--- start of Material supplied ---
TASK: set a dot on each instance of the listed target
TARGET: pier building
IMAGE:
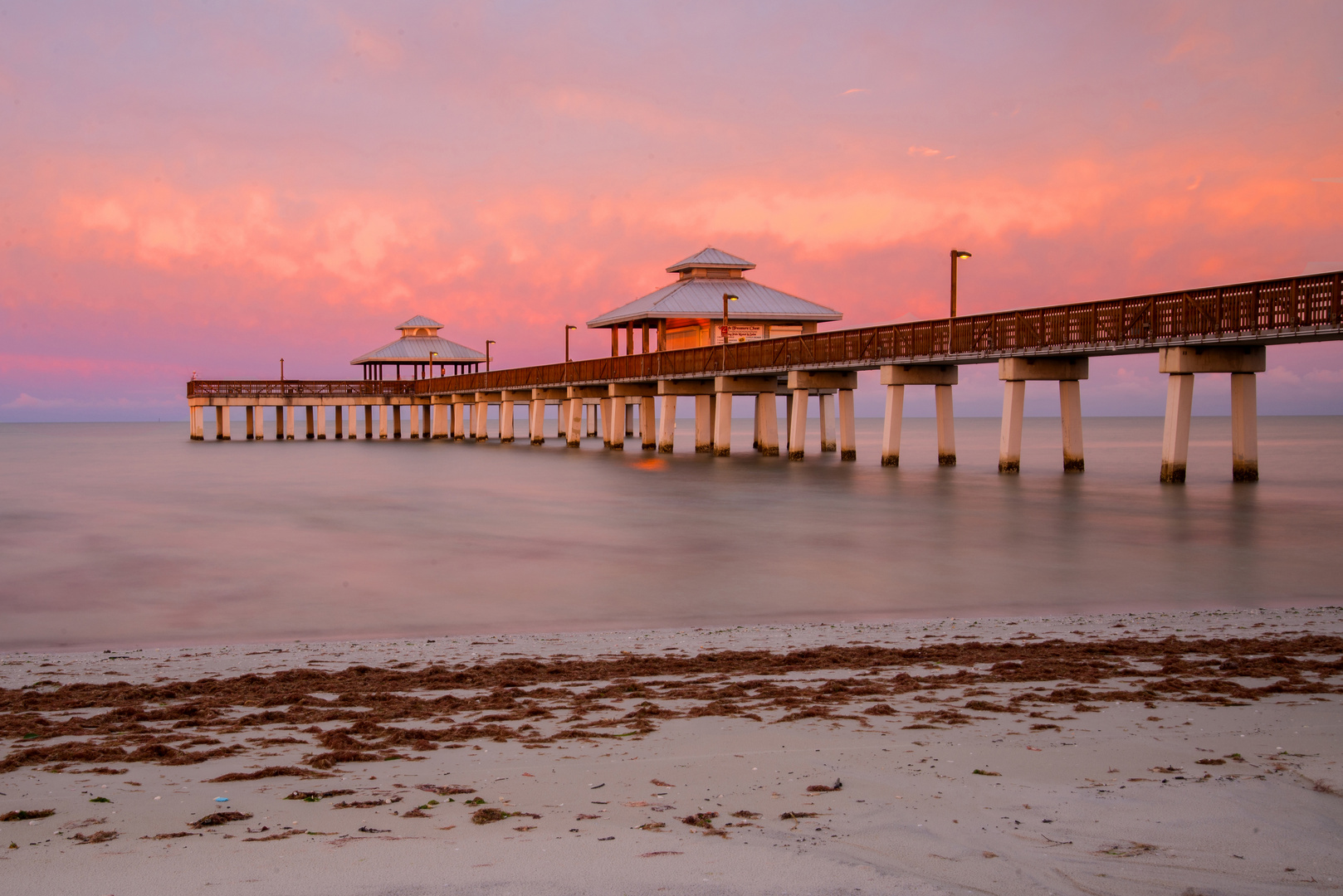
(1210, 329)
(421, 349)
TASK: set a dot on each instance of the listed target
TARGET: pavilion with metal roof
(712, 303)
(422, 349)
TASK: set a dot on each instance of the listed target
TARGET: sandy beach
(1191, 752)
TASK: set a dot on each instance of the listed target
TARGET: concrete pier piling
(1182, 364)
(647, 422)
(828, 421)
(1014, 373)
(847, 427)
(667, 425)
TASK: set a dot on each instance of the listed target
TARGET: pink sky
(210, 188)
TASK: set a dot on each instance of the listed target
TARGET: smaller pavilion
(422, 349)
(691, 312)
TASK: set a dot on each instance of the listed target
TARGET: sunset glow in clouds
(210, 187)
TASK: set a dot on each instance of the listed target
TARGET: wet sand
(1104, 754)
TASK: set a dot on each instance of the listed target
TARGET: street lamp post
(955, 254)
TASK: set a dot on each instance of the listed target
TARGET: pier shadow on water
(126, 533)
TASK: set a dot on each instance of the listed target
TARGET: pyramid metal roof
(419, 320)
(703, 299)
(415, 349)
(712, 257)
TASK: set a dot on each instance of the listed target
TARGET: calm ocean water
(121, 535)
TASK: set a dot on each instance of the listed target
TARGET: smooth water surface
(128, 533)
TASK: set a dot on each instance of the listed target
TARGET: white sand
(1060, 815)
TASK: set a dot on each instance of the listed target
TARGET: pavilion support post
(828, 422)
(1179, 403)
(1071, 410)
(575, 422)
(798, 426)
(945, 426)
(723, 425)
(703, 423)
(847, 427)
(667, 425)
(536, 421)
(1008, 442)
(618, 422)
(767, 411)
(647, 416)
(1244, 429)
(891, 426)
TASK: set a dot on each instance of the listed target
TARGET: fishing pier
(1214, 329)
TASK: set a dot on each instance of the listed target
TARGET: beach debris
(445, 790)
(219, 818)
(316, 796)
(700, 820)
(1130, 850)
(367, 804)
(271, 772)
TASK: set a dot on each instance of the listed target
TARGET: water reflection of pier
(1221, 329)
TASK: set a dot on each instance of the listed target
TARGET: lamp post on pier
(955, 254)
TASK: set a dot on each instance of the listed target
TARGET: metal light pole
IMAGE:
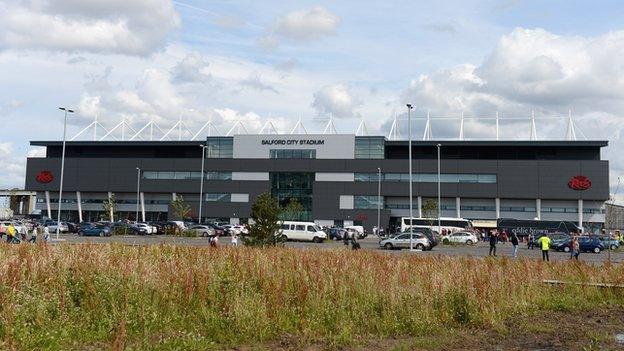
(201, 183)
(409, 143)
(439, 203)
(58, 221)
(378, 198)
(136, 218)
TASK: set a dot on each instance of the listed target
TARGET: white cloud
(301, 26)
(192, 69)
(13, 166)
(254, 81)
(336, 100)
(137, 27)
(308, 24)
(533, 69)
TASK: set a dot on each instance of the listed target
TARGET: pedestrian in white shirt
(234, 240)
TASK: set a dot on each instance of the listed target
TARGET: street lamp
(439, 204)
(409, 143)
(378, 198)
(136, 218)
(201, 183)
(58, 221)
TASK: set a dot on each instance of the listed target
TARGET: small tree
(265, 231)
(430, 211)
(110, 207)
(292, 211)
(179, 208)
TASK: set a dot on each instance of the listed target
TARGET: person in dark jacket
(514, 243)
(493, 242)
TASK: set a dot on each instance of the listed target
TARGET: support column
(110, 213)
(580, 208)
(420, 207)
(79, 201)
(497, 202)
(48, 204)
(32, 200)
(142, 197)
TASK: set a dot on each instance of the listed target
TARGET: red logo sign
(579, 183)
(44, 177)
--- end of Material supplied ---
Challenge: Can you rescale the rows from the start through the line with "(1191, 752)", both ends included, by writing those lines out again with their requests and multiplying every coordinate in the answers by 0.3, rounded to whole numbers with halves going up? Leave the pictures out.

Task result:
TASK: set a dot on each instance of the listed target
TARGET: pier building
IMAGE:
(363, 99)
(126, 105)
TASK: set a dot on each instance of the listed target
TARGET: pavilion with metal roof
(214, 91)
(127, 105)
TASK: set a dot on each instance of the listed target
TARGET: sandy beach
(357, 226)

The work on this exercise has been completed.